Text —
◇ ◇ ◇ ◇ ◇ ◇ ◇

FIDE Throws Down the Gauntlet, part 3

On 11 Oct 2002 21:13:20 GMT, jcfernandez71@aol.commeepmeep (John Fernandez) wrote:

>Tim Hanke wrote:

>>By the same token, all those "in-crowd" people like Jim Eade, Steve Doyle, >>John Fernandez, and their fuzzy-minded apologists on this newsgroup were >>wrong (or lying; hard to tell in some cases).

>Tim,

>What specifically was I wrong about? In events like the World Championship and >Olympiad, drug testing is required by IOC regulations. In addition, it's >required by Slovenian Law. >I don't see how this is a big deal. American players already did this without a >single peep of complaint (Moscow 2001). I don't understand how Summer/Winter >Olympics makes morality easier.

>John Fernandez

John Fernandez often calls people who disagree with him "morons" or "idiots". This time Fernandez is clearly the idiot.

There is a tremendous difference between the FIDE knock-out world championship in Moscow 2001 and the 2002 World Chess Olympiad in Bled. In Moscow 2001, the players were playing for money. Even those players who lost in the first round and were eliminated got a minimum prize of about $5,000 (I do not know the exact amount.)

If anybody did not want to be drug tested, all they had to do was not play. Everybody who wanted to get the $5,000 simply had to agree to be drug tested.

◇ ◇ ◇ ◇ ◇ ◇ ◇

Information given —
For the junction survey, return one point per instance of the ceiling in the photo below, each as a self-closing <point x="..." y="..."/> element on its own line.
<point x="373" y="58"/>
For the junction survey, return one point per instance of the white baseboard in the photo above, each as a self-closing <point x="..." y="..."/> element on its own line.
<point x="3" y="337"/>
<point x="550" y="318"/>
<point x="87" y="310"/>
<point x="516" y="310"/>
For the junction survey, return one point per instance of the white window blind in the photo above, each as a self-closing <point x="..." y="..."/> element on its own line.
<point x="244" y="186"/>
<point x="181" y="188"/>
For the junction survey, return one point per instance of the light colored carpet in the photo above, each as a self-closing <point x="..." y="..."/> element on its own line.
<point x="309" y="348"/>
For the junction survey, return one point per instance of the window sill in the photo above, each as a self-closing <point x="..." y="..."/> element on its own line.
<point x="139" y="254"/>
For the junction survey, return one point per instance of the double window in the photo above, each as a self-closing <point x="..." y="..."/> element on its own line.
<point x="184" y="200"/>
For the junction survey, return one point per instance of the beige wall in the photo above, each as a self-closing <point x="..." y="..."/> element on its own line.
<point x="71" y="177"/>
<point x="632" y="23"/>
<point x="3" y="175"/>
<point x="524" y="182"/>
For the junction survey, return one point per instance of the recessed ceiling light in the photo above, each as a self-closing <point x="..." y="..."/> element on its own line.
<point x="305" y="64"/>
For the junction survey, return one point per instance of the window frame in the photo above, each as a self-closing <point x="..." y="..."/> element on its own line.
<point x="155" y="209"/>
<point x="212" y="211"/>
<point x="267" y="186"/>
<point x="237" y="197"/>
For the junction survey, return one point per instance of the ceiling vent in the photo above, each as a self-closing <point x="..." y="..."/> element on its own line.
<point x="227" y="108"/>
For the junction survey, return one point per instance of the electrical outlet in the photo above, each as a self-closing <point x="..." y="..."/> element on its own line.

◇ ◇ ◇ ◇ ◇ ◇ ◇

Problem set —
a - Do these statements agree with the newsgroup post? For each, answer yes or no and quote the words of the newsgroup post that decide it.
(i) At Moscow 2001, even players eliminated in the first round received a minimum prize of about $5,000.
(ii) The 2002 World Chess Olympiad took place in Moscow.
(iii) The writer knows the exact amount of the minimum prize.
b - From the newsgroup post, set down everything from "FIDE Throws Down" down to "makes morality easier.".
c - According to the newsgroup post, what did a player at Moscow 2001 have to do to avoid being drug tested?

Replies —
a -
(i) Yes: "Even those players who lost in the first round and were eliminated got a minimum prize of about $5,000"
(ii) No: "the 2002 World Chess Olympiad in Bled"
(iii) No: "I do not know the exact amount."

b -
FIDE Throws Down the Gauntlet, part 3

On 11 Oct 2002 21:13:20 GMT, jcfernandez71@aol.commeepmeep (John Fernandez) wrote:

>Tim Hanke wrote:

>>By the same token, all those "in-crowd" people like Jim Eade, Steve Doyle, >>John Fernandez, and their fuzzy-minded apologists on this newsgroup were >>wrong (or lying; hard to tell in some cases).

>Tim,

>What specifically was I wrong about? In events like the World Championship and >Olympiad, drug testing is required by IOC regulations. In addition, it's >required by Slovenian Law. >I don't see how this is a big deal. American players already did this without a >single peep of complaint (Moscow 2001). I don't understand how Summer/Winter >Olympics makes morality easier.

c - Not play.